* CONSIGNA *
Reproduce sin cambios todo lo que va desde «La primera opción, y» hasta «dejará de funcionar.» en el texto sobre el coste energético.
#### EXTRACTO DE LA PÁGINA
Haciendo frente al coste energético

«Contabilidad de costes» es mi asignatura. La he enseñado durante más de 20 años. La premisa básica es muy sencilla: no se puede vender por debajo de lo que cuesta producir un producto o un servicio, porque la empresa no tendría viabilidad a largo plazo. Por descontado, esta premisa no afecta solamente a empresas, sino también a entidades sin ánimo de lucro y, con una mínima adaptación, también a agencias gubernamentales, países e incluso familias.

La crisis energética me ofrece una oportunidad pedagógica. La energía es un coste que tienen todas las organizaciones y que deben trasladar a sus productos o servicios. Un coste que se ha triplicado y que mantiene un componente importante de volatilidad e incertidumbre de cara al futuro. Pero la responsabilidad de la empresa no deja de ser realizar el cálculo más preciso posible de lo que cuesta producir su producto, y en base a ello tomar decisiones para afrontar la situación. ¿Qué opciones tiene si los números no cuadran?

La primera opción, y la menos disruptiva, pasa por subir los precios de venta, manteniendo así sus márgenes. Nada cambia para la empresa. Pero en un entorno en que todas las empresas siguen esta estrategia, se produce inflación y los clientes empiezan a dejar de consumir aquello que no es esencial. Si las ventas disminuyen, esta estrategia dejará de funcionar.

La segunda opción es intentar reducir el coste de la energía de maneras creativas: mover la actividad a horas valle, paros intermitentes de más o menos duración o reducir la producción de aquellas líneas de negocio que requieren de más intensidad energética. Y, en oficinas, se puede aplicar el modo covid inverso: disminuir la ventilación; reducir la comodidad ambiental; juntar a las personas en espacios más reducidos, compartiendo despachos o con mesas de uso libre o concentrar el teletrabajo a uno o dos días a la semana, para que las oficinas puedan cerrar.

La tercera opción es reducir otros costes que no sean los energéticos. Esta opción casi siempre implica reducir puestos de trabajo, debido a que los costes laborales suelen ser los más importantes. La cuarta opción, más drástica, es deslocalizar la producción a otros países en los que la energía, u otros costes como los laborales o fiscales sean más competitivos. Esto requiere de un proceso de inversión y desinversión importante. Y la última opción: considerar la empresa no viable y cerrar.

Excepto esta última, las otras cuatro opciones son combinables: una empresa puede subir un poco los precios –primera opción– y cerrar la planta productiva los viernes –segunda opción–. Aquí es muy importante tener en cuenta que no todas las empresas están afectadas por igual: un mayor porcentaje del uso de la energía en su proceso productivo requiere de decisiones más drásticas. Esto se ha podido comprobar con el cierre reciente de varias empresas comercializadoras de gas durante el verano, que no han podido mantener los márgenes y, a la vez, cumplir con sus obligaciones legales. Mientras que para una empresa metalúrgica, que los trabajadores de oficinas hagan simultáneamente dos días de teletrabajo semanal es peccata minuta, esta medida puede salvar los números de una pequeña consultoría. Las industrias siderúrgicas, químicas o de producción de fertilizantes, por poner algunos ejemplos, están siendo las más afectadas por los precios de la energía. Deberían evitarse medidas excepcionales de cierre o deslocalización de estas empresas; son muy importantes para el país por su resiliencia, la calidad del trabajo que generan y el efecto multiplicador en la economía. Esto quedó demostrado durante la pandemia en aquellos países con más peso de la industria, con unos descensos menores en el PIB que los países con un peso superior del sector de los servicios. Una muestra de esta lección reaprendida es el plan del Gobierno catalán para relanzar la industria, con un presupuesto de 3.000 millones de euros hasta 2025 y la previsión de crear miles de puestos de trabajo.
########
#### DATOS MOSTRADOS
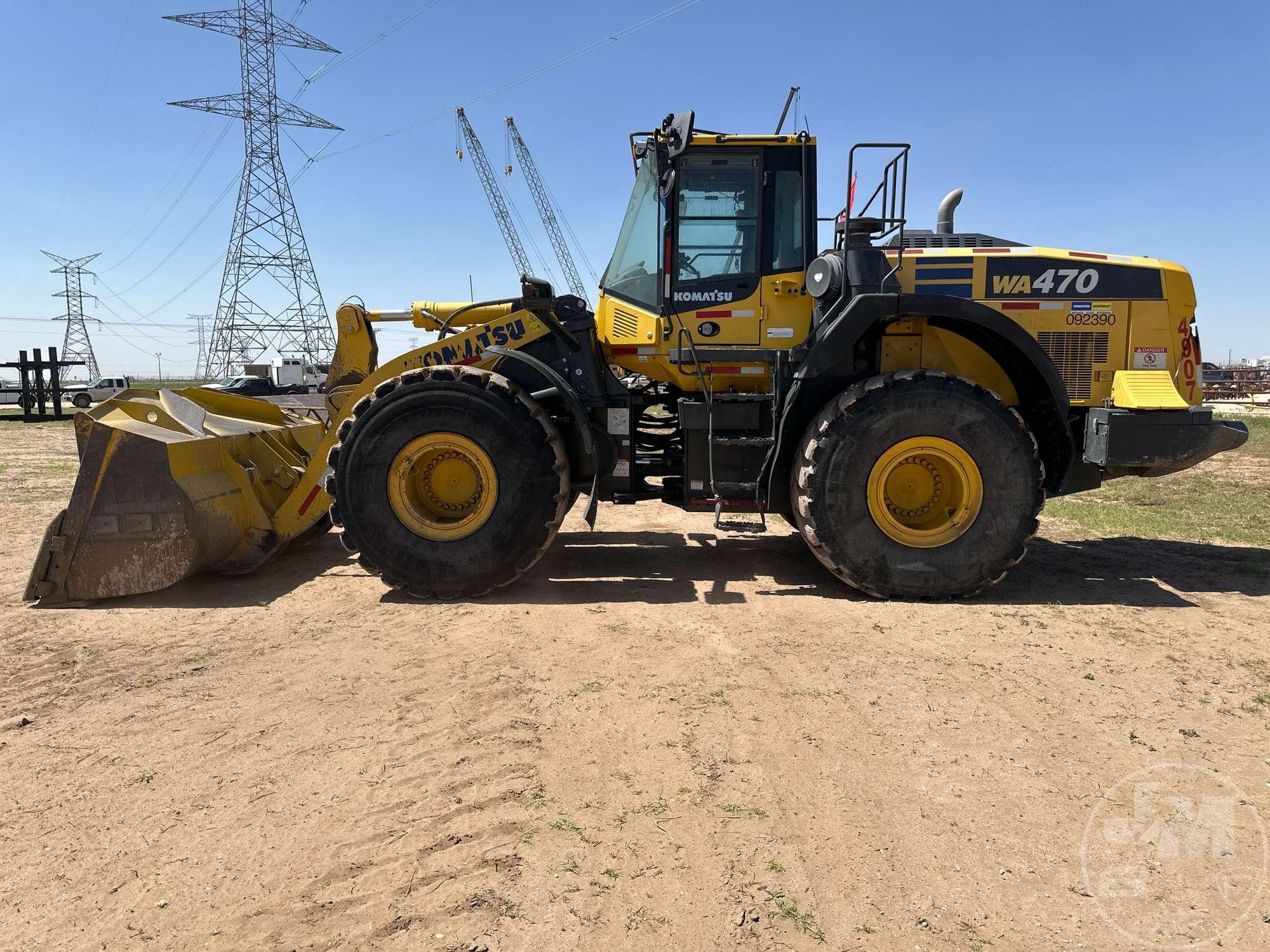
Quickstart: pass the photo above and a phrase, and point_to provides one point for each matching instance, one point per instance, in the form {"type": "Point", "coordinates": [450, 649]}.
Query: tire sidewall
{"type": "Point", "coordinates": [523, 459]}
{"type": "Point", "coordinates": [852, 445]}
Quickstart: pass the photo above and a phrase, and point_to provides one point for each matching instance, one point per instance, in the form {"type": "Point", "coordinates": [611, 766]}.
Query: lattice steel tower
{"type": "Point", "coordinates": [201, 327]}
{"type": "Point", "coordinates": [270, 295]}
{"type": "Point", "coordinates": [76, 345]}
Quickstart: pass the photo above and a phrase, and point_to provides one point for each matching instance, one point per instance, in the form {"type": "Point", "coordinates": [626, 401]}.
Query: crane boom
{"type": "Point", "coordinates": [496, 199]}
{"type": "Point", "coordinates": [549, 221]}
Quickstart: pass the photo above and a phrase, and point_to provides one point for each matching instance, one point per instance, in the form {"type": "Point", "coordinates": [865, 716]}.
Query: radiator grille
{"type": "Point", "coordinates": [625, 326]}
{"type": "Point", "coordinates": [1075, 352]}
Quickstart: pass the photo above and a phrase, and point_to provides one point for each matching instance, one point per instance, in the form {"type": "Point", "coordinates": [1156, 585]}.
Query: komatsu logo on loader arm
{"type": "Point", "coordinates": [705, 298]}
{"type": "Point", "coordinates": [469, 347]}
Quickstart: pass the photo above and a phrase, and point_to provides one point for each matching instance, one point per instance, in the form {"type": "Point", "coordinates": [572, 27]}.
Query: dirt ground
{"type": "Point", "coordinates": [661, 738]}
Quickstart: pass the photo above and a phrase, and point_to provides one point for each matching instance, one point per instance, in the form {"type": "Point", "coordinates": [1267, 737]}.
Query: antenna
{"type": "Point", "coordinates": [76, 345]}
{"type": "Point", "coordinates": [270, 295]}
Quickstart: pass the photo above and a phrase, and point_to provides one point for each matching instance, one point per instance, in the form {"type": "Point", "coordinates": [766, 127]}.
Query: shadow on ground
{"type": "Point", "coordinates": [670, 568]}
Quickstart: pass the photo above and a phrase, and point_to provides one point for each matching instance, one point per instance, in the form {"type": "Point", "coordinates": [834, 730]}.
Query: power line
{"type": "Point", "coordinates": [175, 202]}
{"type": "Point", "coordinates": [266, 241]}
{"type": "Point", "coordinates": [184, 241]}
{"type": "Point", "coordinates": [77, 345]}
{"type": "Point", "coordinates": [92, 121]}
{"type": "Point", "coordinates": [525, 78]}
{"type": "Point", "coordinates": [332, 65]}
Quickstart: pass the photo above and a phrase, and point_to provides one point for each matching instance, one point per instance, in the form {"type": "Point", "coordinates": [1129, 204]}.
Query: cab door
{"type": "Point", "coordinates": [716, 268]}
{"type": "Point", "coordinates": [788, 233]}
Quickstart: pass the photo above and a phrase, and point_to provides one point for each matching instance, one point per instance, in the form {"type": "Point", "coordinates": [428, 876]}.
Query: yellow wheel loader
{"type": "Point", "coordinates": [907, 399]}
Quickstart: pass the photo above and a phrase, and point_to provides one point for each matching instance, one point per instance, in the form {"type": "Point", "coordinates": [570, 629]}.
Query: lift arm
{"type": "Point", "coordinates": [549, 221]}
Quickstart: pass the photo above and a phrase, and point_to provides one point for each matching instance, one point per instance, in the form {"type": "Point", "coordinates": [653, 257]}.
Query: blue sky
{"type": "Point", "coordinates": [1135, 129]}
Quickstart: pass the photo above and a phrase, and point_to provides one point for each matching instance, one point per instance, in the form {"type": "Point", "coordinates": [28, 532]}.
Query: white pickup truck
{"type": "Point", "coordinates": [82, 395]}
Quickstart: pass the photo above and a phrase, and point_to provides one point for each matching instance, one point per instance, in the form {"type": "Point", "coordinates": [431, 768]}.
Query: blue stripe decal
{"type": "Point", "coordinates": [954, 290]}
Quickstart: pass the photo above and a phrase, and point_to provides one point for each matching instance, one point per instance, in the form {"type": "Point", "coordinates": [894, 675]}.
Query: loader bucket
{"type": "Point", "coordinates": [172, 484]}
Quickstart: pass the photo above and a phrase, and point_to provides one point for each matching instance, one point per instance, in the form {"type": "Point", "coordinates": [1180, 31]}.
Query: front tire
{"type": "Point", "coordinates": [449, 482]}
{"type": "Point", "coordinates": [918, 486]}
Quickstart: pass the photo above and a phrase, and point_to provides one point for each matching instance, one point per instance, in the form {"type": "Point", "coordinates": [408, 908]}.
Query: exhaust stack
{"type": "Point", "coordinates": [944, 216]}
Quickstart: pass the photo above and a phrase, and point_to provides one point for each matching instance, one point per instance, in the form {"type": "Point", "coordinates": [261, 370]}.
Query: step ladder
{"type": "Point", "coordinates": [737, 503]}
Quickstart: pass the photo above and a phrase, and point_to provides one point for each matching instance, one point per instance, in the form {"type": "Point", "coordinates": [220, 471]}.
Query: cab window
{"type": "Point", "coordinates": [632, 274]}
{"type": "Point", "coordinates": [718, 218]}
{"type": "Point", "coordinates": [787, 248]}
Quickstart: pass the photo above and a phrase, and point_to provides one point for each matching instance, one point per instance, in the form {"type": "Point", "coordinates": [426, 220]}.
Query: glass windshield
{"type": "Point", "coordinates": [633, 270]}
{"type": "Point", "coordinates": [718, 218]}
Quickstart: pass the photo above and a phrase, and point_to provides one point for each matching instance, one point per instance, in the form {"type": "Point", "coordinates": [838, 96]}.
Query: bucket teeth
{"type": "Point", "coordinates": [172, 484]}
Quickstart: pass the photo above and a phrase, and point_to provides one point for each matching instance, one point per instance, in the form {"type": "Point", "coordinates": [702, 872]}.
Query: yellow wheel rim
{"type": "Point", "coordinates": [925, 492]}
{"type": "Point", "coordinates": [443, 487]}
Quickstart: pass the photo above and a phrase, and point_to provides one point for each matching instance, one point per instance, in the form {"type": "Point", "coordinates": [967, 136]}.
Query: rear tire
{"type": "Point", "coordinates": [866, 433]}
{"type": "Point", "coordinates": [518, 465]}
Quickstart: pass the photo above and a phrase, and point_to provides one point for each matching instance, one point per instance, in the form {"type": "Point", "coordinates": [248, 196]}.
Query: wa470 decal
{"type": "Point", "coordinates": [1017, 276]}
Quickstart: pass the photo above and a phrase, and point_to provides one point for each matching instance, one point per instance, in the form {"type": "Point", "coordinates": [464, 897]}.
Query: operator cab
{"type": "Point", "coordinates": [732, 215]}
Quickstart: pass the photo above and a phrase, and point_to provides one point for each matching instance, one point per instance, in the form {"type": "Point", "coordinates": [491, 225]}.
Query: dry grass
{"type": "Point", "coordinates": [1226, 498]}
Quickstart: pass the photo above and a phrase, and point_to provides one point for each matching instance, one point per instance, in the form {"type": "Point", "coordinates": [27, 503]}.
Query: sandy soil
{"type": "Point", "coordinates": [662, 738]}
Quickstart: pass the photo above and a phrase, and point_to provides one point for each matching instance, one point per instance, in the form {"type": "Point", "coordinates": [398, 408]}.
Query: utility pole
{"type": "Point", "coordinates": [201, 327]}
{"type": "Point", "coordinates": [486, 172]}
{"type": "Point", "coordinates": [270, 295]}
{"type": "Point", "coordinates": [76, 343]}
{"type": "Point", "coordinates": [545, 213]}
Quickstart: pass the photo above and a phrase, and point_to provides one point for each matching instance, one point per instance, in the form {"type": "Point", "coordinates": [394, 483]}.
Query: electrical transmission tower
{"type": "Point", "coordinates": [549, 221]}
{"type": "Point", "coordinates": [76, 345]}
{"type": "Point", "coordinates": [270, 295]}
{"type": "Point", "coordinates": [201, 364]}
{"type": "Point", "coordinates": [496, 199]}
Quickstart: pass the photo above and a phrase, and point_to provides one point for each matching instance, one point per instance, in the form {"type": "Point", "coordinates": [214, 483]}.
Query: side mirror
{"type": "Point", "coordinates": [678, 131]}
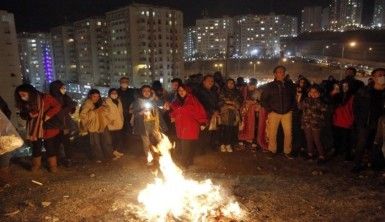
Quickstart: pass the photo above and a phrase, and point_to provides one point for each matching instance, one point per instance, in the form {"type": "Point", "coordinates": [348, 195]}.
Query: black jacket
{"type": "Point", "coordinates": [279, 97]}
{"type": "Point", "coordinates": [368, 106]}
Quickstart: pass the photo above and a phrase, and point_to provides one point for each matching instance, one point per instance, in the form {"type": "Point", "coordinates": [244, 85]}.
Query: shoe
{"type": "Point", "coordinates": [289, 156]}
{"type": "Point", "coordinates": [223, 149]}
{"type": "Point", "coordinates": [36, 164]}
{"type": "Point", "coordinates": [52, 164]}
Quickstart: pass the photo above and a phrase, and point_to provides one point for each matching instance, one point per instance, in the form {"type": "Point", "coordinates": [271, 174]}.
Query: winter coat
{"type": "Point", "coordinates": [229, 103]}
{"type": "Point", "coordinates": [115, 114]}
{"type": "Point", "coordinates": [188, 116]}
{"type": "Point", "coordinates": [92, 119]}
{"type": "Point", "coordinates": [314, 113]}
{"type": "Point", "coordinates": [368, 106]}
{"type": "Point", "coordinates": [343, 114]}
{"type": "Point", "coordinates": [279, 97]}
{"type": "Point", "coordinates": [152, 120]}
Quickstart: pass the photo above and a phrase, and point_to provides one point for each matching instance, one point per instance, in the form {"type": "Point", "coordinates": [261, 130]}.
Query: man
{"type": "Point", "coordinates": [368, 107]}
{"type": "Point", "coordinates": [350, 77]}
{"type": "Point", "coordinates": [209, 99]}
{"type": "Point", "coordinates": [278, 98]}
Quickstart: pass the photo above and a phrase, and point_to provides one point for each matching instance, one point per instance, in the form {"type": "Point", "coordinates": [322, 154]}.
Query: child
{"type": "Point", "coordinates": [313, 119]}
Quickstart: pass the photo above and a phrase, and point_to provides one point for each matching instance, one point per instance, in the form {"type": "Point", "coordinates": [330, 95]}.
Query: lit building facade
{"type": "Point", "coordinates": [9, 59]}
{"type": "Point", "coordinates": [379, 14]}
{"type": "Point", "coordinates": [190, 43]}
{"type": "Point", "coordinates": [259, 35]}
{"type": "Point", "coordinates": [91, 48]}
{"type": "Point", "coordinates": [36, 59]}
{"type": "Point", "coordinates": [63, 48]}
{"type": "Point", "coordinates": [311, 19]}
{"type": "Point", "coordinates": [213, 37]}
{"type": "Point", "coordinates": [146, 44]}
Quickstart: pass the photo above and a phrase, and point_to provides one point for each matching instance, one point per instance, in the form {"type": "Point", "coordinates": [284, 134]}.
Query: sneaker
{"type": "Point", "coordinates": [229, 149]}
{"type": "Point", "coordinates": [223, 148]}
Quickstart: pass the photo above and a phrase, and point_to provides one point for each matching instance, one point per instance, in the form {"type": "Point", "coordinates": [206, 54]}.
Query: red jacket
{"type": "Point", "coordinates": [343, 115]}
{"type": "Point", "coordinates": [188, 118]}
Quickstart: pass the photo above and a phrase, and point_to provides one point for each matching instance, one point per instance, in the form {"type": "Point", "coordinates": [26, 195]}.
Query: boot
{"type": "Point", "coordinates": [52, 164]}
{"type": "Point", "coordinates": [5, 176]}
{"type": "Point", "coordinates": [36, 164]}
########
* RESPUESTA *
La primera opción, y la menos disruptiva, pasa por subir los precios de venta, manteniendo así sus márgenes. Nada cambia para la empresa. Pero en un entorno en que todas las empresas siguen esta estrategia, se produce inflación y los clientes empiezan a dejar de consumir aquello que no es esencial. Si las ventas disminuyen, esta estrategia dejará de funcionar.